§ The exercise: Reproduce the items below without changes, everything from the line containing "Target = overturned red truck" down to the line containing "x=660 y=442", both of those lines included. Leave the pictures out of your answer.

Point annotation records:
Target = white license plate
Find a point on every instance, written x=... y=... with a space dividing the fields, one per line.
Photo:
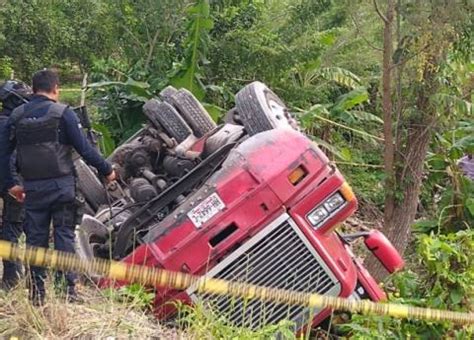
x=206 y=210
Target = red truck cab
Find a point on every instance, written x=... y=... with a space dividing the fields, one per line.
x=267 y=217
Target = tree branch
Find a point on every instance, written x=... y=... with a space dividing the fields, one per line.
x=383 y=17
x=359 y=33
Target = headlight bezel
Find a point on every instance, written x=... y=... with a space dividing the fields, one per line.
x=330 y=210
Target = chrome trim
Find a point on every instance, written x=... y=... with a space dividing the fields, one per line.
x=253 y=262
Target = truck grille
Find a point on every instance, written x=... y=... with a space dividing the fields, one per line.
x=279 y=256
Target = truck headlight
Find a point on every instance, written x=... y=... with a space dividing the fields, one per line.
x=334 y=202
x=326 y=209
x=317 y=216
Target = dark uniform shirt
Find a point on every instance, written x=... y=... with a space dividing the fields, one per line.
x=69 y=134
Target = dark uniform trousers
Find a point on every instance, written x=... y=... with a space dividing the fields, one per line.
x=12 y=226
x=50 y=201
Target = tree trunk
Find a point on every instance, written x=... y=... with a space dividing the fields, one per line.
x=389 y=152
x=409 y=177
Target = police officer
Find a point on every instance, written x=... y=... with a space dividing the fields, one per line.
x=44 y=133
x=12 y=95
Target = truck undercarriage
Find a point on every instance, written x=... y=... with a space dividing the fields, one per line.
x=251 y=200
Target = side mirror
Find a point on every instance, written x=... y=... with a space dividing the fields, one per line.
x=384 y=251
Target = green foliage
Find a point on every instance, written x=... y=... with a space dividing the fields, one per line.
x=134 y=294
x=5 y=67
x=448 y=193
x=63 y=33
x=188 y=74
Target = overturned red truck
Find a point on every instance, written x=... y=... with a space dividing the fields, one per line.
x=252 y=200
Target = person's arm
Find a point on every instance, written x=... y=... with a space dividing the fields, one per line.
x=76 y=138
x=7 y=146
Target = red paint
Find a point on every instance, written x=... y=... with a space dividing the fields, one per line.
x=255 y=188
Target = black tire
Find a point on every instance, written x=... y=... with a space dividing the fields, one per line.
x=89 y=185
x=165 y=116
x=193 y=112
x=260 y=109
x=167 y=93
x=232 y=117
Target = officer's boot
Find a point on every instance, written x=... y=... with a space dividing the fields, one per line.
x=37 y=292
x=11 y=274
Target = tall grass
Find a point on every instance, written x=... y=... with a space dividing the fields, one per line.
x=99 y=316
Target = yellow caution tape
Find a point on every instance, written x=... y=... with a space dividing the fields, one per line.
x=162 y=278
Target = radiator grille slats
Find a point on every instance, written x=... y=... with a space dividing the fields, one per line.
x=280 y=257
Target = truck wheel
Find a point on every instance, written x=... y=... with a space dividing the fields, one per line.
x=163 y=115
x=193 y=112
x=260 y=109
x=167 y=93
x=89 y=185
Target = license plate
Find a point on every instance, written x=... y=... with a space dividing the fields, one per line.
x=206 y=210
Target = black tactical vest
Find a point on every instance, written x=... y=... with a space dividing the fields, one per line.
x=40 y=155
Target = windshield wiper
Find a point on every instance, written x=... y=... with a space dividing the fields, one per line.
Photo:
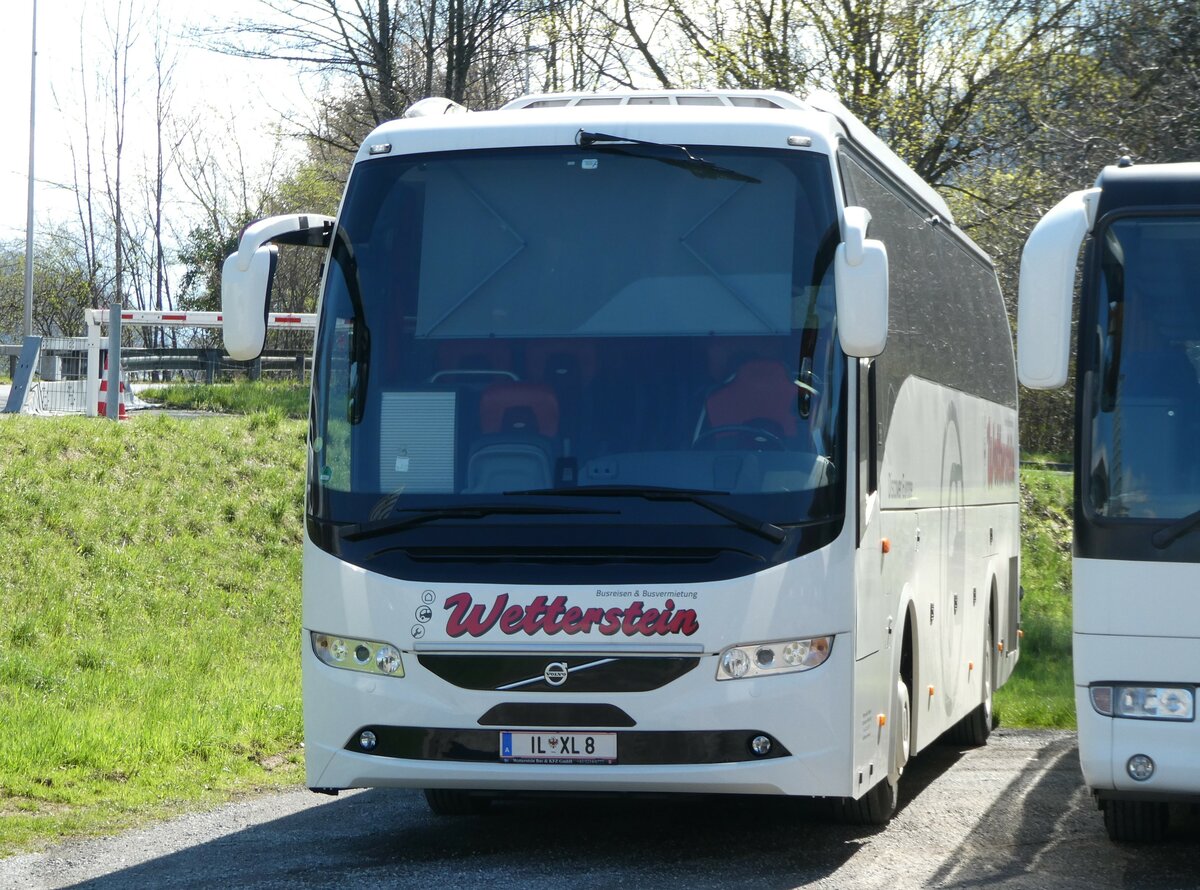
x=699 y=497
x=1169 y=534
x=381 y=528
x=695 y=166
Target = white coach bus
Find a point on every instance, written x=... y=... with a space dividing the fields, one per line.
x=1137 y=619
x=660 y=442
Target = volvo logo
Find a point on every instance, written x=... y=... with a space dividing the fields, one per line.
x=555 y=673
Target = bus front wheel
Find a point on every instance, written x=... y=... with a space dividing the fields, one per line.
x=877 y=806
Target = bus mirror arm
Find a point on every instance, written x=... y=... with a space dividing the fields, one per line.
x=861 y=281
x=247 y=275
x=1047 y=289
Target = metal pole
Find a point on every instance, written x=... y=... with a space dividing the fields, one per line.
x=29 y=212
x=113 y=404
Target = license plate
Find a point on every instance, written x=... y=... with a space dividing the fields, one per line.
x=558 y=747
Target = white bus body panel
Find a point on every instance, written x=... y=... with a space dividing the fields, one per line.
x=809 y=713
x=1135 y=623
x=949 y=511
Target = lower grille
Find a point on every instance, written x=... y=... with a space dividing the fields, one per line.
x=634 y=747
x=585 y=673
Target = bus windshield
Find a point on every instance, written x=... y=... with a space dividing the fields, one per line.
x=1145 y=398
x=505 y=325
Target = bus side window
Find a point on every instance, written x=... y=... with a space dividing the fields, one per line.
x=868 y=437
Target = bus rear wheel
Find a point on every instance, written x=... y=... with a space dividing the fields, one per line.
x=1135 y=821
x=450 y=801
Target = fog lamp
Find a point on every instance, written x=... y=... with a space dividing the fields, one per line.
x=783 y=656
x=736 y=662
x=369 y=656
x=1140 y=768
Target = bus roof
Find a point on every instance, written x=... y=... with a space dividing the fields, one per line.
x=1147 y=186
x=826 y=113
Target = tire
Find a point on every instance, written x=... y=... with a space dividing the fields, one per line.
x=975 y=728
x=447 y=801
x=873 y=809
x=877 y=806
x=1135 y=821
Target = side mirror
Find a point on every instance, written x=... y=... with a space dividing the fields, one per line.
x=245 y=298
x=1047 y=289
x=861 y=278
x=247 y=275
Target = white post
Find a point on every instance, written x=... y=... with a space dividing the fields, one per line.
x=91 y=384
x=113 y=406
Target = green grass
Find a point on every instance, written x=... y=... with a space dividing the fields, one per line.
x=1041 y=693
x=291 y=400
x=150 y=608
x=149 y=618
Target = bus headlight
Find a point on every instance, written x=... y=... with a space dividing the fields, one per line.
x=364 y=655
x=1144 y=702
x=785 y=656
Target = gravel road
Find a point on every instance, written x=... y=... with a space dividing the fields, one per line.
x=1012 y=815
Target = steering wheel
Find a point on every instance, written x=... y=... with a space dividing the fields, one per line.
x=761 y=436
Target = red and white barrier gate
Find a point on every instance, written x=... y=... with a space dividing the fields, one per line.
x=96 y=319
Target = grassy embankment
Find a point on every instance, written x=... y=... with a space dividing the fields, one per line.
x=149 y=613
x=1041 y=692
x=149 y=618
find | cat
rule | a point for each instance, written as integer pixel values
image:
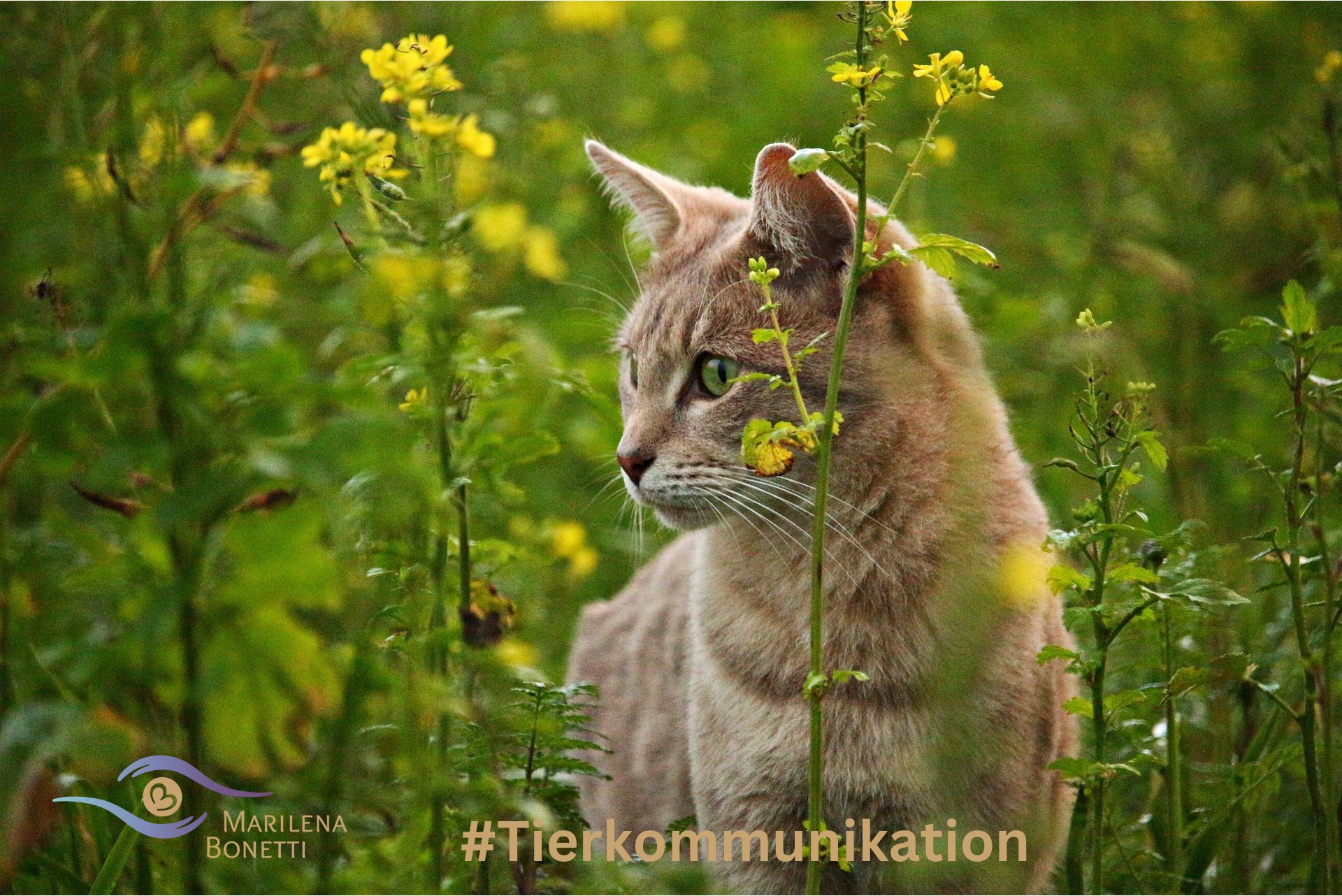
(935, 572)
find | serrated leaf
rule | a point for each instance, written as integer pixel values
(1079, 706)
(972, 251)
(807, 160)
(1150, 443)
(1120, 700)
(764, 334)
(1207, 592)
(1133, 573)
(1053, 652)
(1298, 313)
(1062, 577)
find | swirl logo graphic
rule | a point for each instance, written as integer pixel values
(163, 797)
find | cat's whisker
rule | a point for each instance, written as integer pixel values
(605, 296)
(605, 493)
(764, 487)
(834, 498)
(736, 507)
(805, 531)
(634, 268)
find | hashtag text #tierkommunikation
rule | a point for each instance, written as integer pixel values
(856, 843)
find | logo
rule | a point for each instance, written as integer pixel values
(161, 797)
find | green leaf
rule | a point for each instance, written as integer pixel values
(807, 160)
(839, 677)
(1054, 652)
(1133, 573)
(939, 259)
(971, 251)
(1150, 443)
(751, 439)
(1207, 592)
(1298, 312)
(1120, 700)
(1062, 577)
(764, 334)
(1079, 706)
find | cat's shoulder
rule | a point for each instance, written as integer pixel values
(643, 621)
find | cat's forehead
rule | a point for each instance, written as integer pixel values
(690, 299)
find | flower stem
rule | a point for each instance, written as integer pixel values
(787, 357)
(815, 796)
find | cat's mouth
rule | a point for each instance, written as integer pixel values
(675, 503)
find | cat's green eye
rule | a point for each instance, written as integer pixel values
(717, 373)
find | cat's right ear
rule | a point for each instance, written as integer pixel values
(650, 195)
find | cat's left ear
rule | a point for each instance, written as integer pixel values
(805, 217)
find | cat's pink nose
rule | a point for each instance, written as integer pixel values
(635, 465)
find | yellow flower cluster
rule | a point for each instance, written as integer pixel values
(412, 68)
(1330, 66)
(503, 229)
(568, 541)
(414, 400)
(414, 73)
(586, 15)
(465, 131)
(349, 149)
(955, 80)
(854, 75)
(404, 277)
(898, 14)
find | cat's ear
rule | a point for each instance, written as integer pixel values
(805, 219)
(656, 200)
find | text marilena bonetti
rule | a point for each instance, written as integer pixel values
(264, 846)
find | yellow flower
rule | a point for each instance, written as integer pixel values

§ Finished answer:
Target = overturned red truck
Find a point on every instance, written x=... y=... with a space dividing the fields, one per line.
x=252 y=200
Target = person's arm
Find a point on every instance, written x=... y=... with a space dividing the fields, one per line.
x=76 y=138
x=7 y=146
Target = red paint
Find a point on every instance, written x=... y=... with a space dividing the fields, one per line.
x=255 y=188
Target = black tire
Find a point on every instance, written x=... y=... with a space dividing the fields, one per line.
x=89 y=185
x=165 y=116
x=193 y=112
x=260 y=109
x=167 y=93
x=232 y=117
Target = officer's boot
Find a point on every instance, written x=... y=... with a space dividing the fields, one per line.
x=37 y=292
x=11 y=274
Target = tall grass
Find a point on every instance, written x=... y=... with a space dividing the fields, one per line.
x=99 y=316
Target = yellow caution tape
Find a point on every instance, written x=... y=... with a space dividing the fields, one per line.
x=162 y=278
Target = radiator grille slats
Find a point on every instance, written x=... y=... with a space dividing the fields, one per line.
x=280 y=257
Target = truck wheel
Find a point on every instance, written x=... y=... with a space dividing the fields, one per line.
x=163 y=115
x=193 y=112
x=260 y=109
x=167 y=93
x=89 y=185
Target = license plate
Find a point on every instance, written x=... y=... with a space dividing the fields, one per line.
x=206 y=210
Target = black tactical vest
Find a point on every instance, written x=... y=... with a space dividing the fields, one per line.
x=40 y=155
Target = windshield wiper
Find a point on every instance, written x=... y=... with a space dividing the fields, one per line.
Photo:
x=699 y=497
x=1169 y=534
x=381 y=528
x=695 y=166
Target = white coach bus
Find a point on every instance, written x=... y=... with a space dividing the fields, one per line.
x=1137 y=619
x=660 y=442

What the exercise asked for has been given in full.